**Data to process**
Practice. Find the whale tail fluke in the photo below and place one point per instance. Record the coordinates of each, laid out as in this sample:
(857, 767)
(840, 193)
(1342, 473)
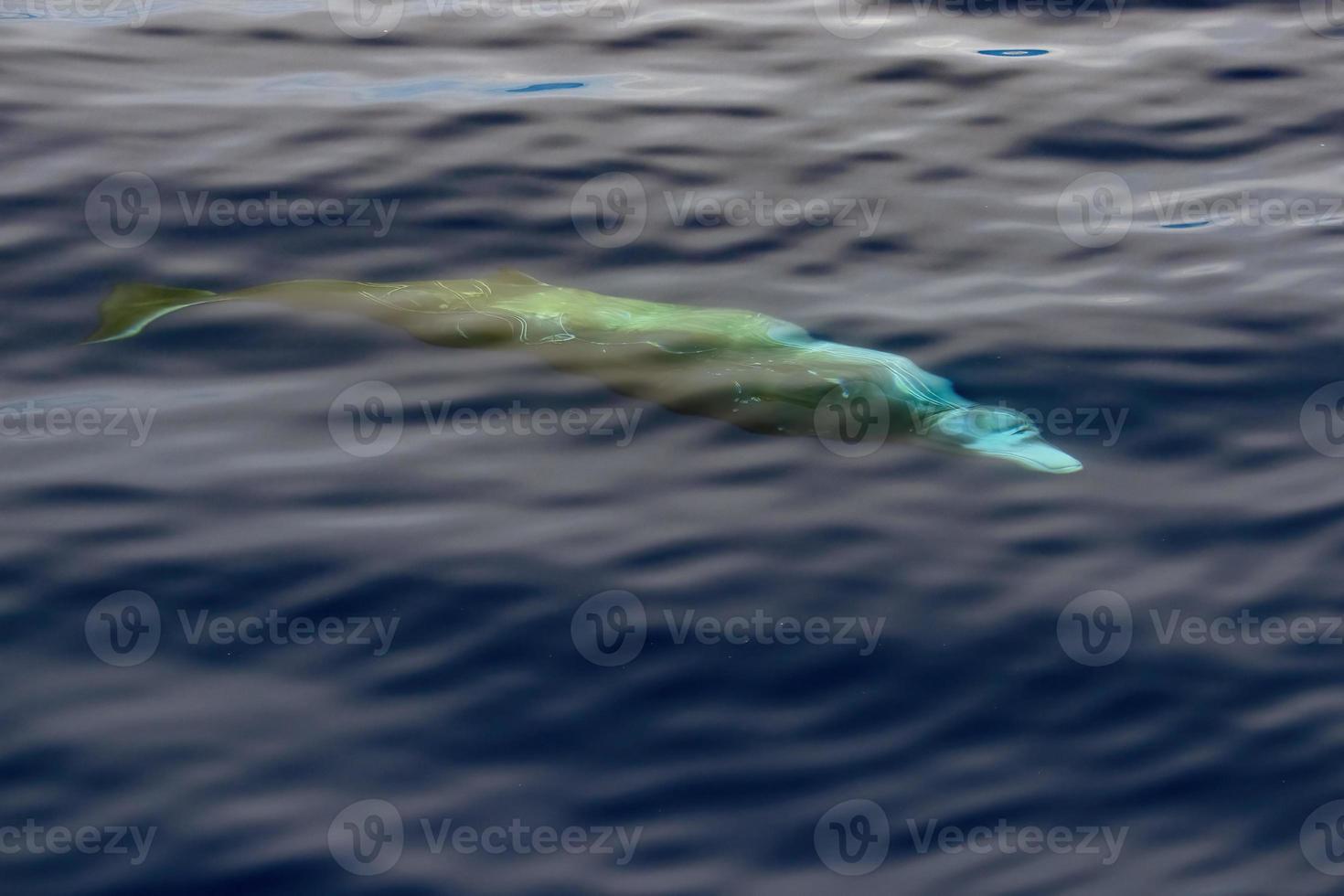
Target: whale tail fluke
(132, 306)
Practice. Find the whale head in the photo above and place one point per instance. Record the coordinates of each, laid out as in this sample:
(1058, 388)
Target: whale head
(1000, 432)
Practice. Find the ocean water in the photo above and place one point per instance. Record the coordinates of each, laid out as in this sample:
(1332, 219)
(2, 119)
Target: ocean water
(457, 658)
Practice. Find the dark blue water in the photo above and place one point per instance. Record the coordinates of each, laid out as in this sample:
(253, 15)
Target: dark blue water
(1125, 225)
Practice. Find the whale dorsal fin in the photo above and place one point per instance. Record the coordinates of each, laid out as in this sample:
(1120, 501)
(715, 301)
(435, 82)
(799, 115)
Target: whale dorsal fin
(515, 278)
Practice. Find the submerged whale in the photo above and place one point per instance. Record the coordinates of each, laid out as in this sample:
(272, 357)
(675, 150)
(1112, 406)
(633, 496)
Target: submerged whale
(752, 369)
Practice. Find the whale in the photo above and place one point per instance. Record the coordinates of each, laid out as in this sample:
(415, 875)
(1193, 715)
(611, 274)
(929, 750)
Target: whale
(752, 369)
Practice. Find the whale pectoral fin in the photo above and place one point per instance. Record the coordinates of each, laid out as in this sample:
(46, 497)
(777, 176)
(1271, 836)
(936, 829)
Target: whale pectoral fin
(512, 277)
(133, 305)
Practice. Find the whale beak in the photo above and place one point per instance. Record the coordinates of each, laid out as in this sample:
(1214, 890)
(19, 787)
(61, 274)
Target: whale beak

**Task instructions**
The result is a copy of every line above where the word "beak" shows up.

**Task solution**
Practice. Find the whale beak in the photo above and place one point per instance. Record the coordinates of each, laid out as in this sample:
Target: whale beak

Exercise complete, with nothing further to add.